Problem to solve →
Return only the stretch of the material below that begins with the line containing "pixel 627 741." and ends with the line containing "pixel 308 239.", exactly; both of those lines belong to it.

Input data →

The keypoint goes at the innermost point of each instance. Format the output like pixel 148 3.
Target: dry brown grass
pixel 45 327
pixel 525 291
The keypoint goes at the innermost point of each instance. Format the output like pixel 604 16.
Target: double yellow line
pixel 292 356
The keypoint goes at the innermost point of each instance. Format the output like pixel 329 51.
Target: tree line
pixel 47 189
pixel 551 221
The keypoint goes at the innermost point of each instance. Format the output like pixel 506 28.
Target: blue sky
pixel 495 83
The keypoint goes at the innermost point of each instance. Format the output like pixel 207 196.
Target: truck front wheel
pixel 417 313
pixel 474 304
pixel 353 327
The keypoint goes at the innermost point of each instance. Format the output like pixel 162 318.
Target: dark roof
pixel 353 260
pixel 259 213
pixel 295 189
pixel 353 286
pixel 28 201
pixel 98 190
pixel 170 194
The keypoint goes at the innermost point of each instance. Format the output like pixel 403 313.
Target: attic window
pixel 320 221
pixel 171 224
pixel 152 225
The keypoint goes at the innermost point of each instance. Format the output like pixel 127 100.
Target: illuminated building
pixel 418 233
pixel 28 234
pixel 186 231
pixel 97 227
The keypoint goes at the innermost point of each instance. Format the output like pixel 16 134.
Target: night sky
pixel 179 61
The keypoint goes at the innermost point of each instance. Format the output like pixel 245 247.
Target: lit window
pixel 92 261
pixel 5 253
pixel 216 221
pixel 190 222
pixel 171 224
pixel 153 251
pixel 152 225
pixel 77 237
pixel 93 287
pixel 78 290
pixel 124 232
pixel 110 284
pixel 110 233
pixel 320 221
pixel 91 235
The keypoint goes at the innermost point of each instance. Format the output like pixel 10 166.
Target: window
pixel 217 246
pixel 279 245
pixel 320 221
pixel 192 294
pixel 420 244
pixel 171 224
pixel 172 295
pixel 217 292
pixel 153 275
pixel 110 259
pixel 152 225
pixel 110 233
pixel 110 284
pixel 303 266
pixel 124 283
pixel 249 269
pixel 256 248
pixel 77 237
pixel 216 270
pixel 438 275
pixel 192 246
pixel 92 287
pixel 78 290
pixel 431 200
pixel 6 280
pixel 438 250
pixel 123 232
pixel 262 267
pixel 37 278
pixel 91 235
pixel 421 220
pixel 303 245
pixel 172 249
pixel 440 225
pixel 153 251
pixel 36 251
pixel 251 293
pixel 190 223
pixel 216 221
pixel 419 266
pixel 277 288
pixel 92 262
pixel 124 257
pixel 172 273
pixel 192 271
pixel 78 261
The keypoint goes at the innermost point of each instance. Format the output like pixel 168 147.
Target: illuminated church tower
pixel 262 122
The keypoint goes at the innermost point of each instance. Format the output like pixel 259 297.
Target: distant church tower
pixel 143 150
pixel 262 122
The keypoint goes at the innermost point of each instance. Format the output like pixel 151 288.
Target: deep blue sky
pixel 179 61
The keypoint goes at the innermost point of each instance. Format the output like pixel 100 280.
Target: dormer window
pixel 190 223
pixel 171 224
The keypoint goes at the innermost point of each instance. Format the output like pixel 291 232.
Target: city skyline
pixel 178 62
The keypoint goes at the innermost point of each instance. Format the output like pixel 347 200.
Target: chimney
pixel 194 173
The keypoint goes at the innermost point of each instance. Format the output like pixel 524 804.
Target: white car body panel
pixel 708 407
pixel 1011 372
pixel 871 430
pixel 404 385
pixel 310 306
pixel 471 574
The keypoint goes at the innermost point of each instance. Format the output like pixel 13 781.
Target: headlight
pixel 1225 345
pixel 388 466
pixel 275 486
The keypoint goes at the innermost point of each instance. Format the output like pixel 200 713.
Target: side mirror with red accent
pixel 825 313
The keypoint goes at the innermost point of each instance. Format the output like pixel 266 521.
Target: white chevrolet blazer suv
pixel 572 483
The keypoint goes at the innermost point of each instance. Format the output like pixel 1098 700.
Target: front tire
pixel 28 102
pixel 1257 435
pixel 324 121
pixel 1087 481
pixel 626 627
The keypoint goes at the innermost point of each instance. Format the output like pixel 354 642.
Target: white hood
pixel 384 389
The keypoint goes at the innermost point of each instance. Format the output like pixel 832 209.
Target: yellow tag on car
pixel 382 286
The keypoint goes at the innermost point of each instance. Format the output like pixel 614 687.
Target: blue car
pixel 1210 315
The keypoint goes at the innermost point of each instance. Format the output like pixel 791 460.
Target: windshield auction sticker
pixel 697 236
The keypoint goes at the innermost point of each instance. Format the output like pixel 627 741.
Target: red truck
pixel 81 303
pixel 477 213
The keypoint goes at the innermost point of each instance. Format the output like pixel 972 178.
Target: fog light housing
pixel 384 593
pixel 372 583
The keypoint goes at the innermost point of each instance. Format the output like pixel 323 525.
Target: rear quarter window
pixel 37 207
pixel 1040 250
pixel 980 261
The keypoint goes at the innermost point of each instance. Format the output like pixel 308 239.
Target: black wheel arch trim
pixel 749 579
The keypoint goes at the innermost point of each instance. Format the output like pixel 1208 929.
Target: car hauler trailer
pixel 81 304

Problem solution →
The keypoint goes at the innermost point of each instance. Format the output like pixel 627 741.
Target: red truck
pixel 81 303
pixel 477 213
The keypoint goes at the innermost point of each instance. Format the output like pixel 972 178.
Target: fog light housing
pixel 384 593
pixel 372 583
The keypoint goes at the innermost point of each instance. Format the output like pixel 323 525.
Target: rear quarter window
pixel 37 207
pixel 1040 250
pixel 980 261
The keypoint goes at the innermost point of each instance. Format the output like pixel 308 239.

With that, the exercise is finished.